___ Text provided

I do feel that can only be reversed if we can look at this new mechanism, which we welcome. What the government's come up with is welcomed by industry pretty much unanimously, I feel. We, you know, both Craig, myself, and Jonathan have been interacting in different lines with government to make sure that our voice has been heard.
Thank you for that, Amjad. I think that's a really good summary of where we've been over the last few months and of course the last few years. Jonathan, if I may, I'll bring you in on. There are a few financially focused questions. The first one, just a point of clarification, Jonathan, from Charlie at Canaccord around the hedges and whether the hedges are for current year or the ones we've referenced from 1 April on a 12-month rolling basis. Actually, Jonathan, if I may, just wider to that, there's a few questions seeking some clarification around our thoughts on hedging, our hedging strategy, and obviously it's a very pertinent point. Rather than going through each question individually, maybe you could just reiterate your sort of key thoughts on our hedging strategy, please?
Yeah, absolutely. Yeah, so the table that's in the pack and that is in the results released today, that's our current hedging position. The position that I talked about, the 5.1 million barrels, those are all swaps, and the average price, the price that's quoted there is the average price $71.30. And in 2027 we have 3.5 million barrels. Those are also swaps at $64.40. I think that in terms of, you know, just sort of hedging strategy and the approach, I mean, the anchor point of any sort of hedging conversation in part is two things in my mind. Like, one is where did we allocate capital? You know, what were our oil price assumptions? And also, you know, what are our...

______

What is needed: Continue the results call transcript above, starting right after its final words.

___ Data

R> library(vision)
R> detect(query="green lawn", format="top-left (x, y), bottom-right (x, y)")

______

Task output:
The lender's assumptions, and what's the lending market like? Now of course, one of the things that we're managing here is extreme levels of volatility in commodity price markets. You know, we entered this year assuming CapEx at $65 a barrel. Today we're sitting here, with, you know, oil prices certainly at about, I think, $100 a barrel when I came onto this call. You know, it's very difficult hour to hour to predict where that is gonna be. Of course we're not like speculators, and we're also not, you know, just hanging out to try and capture the highest price, you know, on the curve.
We're trying to deliver a balanced and risk-managed business where we can move forward delivering our capital programs, not completely extinguishing our exposure to the oil price, but having, you know, a balance between the protections that we can put in place through hedging, but also maintaining a degree of upside and leverage to the underlying commodity price.
I think that, you know, as we move through the course of this year, the other opportunity here, you know, our approach to that is that we maintain, you know, a block of hedges, which we, you know, roll forward as we move forward in our kind of planning cycle, as opposed to letting them kind of roll up the curve and become prompt. Now, where the current environment is different is that whereas we would usually maintain, you know, a fairly unleveraged sort of front end to our production profile, in terms of near term liftings, the fact that we're seeing so much volatility means that we can proactively move into the market.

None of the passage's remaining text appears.